- _Estratto della pagina_:
──────
4.4 Alleggerire il debito

E’ un caso o l’eccessivo indebitamento per mutui  è la causa prima della recessione?

Negli ultimi 10 anni i prezzi delle case sono cresciuti più dell’inflazione. La gente era felice per il boom immobiliare perché la casa era di certo l’investimento più sicuro e il suo valore continuava a crescere.  Questa situazione generava un senso di sicurezza e sosteneva i consumi. Tuttavia era irrazionale.

Se una famiglia ha soltanto un figlio, i genitori possono affermare che un aumento nel valore della casa di proprietà rappresenta l’eredità futura, che compenserà il prezzo più alto che il figlio dovrà pagare per acquistare la sua casa. Tuttavia è un palliativo per un costo della  vita complessivamente più elevato. Vi è del resto anche il rischio che i prezzi dell’immobile scenda e così per il figlio il ricavato dalla vendita della casa dei genitori sarà inferiore al costo della nuova casa. In questo modello, infatti, il problema maggiore è rappresentato dal fatto che una società dove le famiglie hanno un unico figlio è destinata ad estinguersi. Per mantenere stabile la popolazione, è necessario di avere almeno 2,1 figli a coppia. Così, anche considerando gli sviluppi di  un’economia ideale, dove i prezzi delle case salgano continuamente, non vi sarebbe un profitto di lungo periodo proprio perché la società nel suo complesso è destinata ad estinguersi.
──────
- _Dati disponibili_:
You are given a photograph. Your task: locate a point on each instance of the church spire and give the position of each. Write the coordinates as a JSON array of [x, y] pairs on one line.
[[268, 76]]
──────
- _Istruzioni del compito_:
Copia fedelmente il brano sull'indebitamento per mutui, cominciando dalle parole che contengono "Negli ultimi 10" e fermandoti dopo "Tuttavia era irrazionale.". Il materiale riportato non serve allo svolgimento.

- _Soluzione del compito_:
Negli ultimi 10 anni i prezzi delle case sono cresciuti più dell’inflazione. La gente era felice per il boom immobiliare perché la casa era di certo l’investimento più sicuro e il suo valore continuava a crescere.  Questa situazione generava un senso di sicurezza e sosteneva i consumi. Tuttavia era irrazionale.